» **Prompt A**: In the foreword, who is thanked for outstanding help in Matlab?
» **Prompt B**: Print the part of the foreword that opens with the words containing "The problems at" and closes with "than the book.".
===== Reading passage =====
The problems at the end of each chapter form an important part of the text, the examples being a mixture of simulations (which have an important role in chemometrics) and real case studies from a wide variety of sources. For each problem, the relevant sections of the text that provide further information are referenced. However, a few problems build on the existing material and take the reader further: a good chemometrician should be able to use the basic building blocks to understand and use new methods. The problems are of various types; thus, not every reader will to solve all the problems. In addition, instructors can use the data sets to construct workshops or course material that goes further than the book.

I am very grateful for the tremendous support I have had from many people when asking for information and help with data sets and permission where required. I thank Chemweb for agreement to present material modified from articles originally published in their e-zine, The Alchemist, and the RSC for permission to base the text of Chapter 5 on material originally published in the Analyst (125, 2125–2154 (2000)). A full list of acknowledgements for the data sets used in this text is presented after this foreword.

I thank Tom Thurston and Les Erskine for a superb job on the Excel add-in, and Hailin Shen for outstanding help in Matlab. Numerous people have tested the answers to the problems. Special mention should be given to Christian Airiau, Kostas Zissis, Tom Thurston, Conrad Bessant and Cevdet Demir for access to a comprehensive set of answers on disc for a large number of exercises so I can check mine. In addition, several people have read chapters and made detailed comments particularly checking numerical examples; in particular, I thank Hailin Shen for suggestions about improving Chapter 6 and Mohammed Wasim for careful checking of errors. In some ways, the best critics are the students and postdocs working with me because they are the people that have to read and understand a book of this nature, and it gives me great confidence that my co-workers in Bristol have found this approach useful and have been able to learn from the examples.

Finally, I thank the publishers for taking a germ on an idea and making valuable suggestions as to how this could be expanded and improved to produce what I hope is a successful textbook and having faith and patience over a protracted period.

Bristol, February 2002

Richard G. Brereton
===== Recorded data =====
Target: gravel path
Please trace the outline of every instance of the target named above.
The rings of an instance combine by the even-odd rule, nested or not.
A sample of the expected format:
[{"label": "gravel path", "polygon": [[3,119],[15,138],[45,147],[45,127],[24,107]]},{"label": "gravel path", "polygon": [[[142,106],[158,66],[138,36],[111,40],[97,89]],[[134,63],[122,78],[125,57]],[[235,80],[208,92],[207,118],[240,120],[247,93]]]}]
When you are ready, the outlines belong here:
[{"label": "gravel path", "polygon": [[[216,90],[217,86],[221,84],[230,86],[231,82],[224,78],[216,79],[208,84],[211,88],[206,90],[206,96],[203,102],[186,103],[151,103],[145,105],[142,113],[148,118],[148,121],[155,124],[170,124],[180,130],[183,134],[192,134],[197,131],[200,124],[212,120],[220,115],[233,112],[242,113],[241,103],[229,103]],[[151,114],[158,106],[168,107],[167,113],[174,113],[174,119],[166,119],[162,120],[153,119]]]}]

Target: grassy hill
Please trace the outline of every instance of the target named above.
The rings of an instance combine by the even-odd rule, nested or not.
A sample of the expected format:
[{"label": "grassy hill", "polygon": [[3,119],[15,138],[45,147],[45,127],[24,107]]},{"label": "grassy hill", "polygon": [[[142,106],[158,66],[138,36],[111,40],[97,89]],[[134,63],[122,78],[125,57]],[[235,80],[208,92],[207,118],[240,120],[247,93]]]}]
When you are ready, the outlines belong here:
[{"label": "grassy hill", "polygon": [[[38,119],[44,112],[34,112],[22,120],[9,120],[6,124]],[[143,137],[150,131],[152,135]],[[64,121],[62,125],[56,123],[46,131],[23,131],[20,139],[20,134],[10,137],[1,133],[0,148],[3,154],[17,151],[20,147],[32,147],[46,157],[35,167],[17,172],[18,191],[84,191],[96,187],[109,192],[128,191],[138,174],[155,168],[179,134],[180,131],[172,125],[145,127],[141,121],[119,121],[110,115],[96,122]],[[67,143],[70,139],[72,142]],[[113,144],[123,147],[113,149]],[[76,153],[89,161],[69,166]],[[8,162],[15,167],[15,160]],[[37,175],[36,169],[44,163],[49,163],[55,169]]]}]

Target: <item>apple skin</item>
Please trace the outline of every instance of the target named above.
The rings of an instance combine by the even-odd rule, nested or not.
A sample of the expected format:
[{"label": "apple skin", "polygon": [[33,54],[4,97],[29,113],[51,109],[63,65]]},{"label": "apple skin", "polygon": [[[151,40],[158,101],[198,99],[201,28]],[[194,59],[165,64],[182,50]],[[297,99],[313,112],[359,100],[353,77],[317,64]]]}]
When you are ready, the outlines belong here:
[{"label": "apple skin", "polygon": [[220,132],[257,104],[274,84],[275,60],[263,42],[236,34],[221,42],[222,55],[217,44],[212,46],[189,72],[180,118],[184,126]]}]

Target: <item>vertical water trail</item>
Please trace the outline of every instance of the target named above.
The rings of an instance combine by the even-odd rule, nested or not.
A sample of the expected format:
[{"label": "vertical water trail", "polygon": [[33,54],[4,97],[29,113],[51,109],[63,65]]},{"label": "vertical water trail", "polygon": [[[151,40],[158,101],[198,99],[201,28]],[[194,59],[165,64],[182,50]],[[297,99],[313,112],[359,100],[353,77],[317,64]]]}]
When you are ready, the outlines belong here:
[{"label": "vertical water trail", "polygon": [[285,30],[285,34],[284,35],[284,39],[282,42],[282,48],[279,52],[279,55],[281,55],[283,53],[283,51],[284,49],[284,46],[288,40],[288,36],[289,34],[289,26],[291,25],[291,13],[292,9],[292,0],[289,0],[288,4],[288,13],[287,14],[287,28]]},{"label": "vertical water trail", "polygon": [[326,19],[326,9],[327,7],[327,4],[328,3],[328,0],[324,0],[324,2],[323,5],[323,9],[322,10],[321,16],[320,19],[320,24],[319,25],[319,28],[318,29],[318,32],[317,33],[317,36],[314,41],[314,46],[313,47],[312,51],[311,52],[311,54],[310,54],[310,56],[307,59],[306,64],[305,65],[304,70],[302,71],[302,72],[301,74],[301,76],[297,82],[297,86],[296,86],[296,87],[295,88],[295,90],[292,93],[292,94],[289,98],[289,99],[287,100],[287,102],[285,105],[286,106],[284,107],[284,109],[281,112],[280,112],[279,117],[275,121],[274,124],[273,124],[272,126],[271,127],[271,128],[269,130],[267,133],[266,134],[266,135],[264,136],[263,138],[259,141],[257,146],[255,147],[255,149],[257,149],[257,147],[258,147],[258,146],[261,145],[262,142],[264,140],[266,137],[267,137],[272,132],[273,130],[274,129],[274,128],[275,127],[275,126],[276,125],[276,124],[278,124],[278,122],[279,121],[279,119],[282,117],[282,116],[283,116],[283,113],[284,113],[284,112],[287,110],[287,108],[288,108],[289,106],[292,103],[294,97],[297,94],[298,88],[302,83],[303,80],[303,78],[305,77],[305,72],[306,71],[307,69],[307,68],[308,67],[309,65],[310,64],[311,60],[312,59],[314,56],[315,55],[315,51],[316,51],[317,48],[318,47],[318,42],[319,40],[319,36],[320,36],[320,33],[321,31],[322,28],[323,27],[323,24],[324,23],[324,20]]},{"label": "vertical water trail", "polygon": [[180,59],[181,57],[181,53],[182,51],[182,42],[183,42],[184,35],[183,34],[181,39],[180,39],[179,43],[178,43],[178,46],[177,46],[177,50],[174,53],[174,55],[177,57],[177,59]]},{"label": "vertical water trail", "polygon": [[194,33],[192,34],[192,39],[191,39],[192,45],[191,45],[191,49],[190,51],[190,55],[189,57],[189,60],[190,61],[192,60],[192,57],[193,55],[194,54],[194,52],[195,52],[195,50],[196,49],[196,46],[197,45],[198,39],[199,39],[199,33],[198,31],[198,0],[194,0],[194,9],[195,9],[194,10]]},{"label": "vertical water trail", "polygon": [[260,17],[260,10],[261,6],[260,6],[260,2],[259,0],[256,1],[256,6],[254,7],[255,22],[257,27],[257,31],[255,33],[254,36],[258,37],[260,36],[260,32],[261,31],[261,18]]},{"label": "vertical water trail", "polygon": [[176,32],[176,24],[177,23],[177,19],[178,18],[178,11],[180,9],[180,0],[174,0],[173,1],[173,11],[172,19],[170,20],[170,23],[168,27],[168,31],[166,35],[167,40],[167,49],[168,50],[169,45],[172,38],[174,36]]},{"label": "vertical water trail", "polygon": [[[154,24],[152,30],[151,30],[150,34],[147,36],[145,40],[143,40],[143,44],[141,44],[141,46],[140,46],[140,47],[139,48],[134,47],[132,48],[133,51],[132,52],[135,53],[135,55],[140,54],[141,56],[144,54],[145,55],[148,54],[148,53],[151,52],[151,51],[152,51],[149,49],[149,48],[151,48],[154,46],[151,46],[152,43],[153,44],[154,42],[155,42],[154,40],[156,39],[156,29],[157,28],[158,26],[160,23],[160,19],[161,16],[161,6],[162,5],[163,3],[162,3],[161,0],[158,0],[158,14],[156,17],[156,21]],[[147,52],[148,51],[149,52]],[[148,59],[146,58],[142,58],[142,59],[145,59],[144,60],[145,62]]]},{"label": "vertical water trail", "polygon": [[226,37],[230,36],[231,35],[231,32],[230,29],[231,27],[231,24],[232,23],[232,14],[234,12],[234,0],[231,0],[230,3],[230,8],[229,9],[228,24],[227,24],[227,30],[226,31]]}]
=====
» **Exercise output A**: Hailin Shen

» **Exercise output B**:
The problems at the end of each chapter form an important part of the text, the examples being a mixture of simulations (which have an important role in chemometrics) and real case studies from a wide variety of sources. For each problem, the relevant sections of the text that provide further information are referenced. However, a few problems build on the existing material and take the reader further: a good chemometrician should be able to use the basic building blocks to understand and use new methods. The problems are of various types; thus, not every reader will to solve all the problems. In addition, instructors can use the data sets to construct workshops or course material that goes further than the book.